## ASSIGNMENT
Your task is to work out how many lines in the data that follows hold "every" and to state that number alone.

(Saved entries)
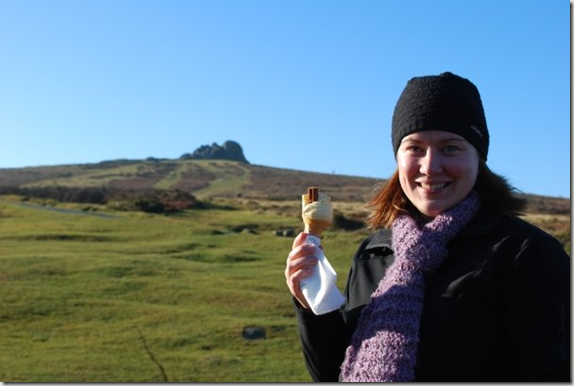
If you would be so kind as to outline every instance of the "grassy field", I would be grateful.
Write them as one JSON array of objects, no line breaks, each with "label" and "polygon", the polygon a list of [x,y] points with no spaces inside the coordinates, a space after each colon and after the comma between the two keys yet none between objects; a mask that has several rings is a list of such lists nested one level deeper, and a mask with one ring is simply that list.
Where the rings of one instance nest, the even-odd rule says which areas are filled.
[{"label": "grassy field", "polygon": [[[1,197],[0,381],[310,381],[292,240],[273,234],[299,207],[282,205],[164,216]],[[326,235],[341,287],[363,237]],[[252,326],[266,339],[244,339]]]},{"label": "grassy field", "polygon": [[[292,238],[274,234],[301,227],[299,205],[166,216],[0,196],[0,381],[310,381],[283,273]],[[569,216],[526,219],[570,251]],[[340,288],[365,235],[325,235]]]}]

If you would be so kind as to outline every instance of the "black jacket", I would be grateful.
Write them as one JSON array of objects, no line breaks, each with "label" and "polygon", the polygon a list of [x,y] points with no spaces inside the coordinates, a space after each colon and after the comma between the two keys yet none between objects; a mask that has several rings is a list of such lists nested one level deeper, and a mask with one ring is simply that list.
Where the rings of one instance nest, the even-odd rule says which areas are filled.
[{"label": "black jacket", "polygon": [[[381,230],[356,252],[341,310],[296,307],[314,380],[338,380],[359,314],[393,260]],[[418,382],[569,382],[570,257],[558,241],[481,209],[426,279],[415,373]]]}]

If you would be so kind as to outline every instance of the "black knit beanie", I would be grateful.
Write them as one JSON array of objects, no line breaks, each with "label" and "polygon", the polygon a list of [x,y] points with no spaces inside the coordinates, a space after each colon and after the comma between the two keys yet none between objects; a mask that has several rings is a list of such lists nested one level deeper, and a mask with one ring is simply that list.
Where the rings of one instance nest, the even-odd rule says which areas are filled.
[{"label": "black knit beanie", "polygon": [[458,134],[486,161],[489,143],[486,118],[478,89],[468,79],[445,72],[408,81],[393,113],[395,156],[405,136],[424,130]]}]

## SOLUTION TO THE PROBLEM
3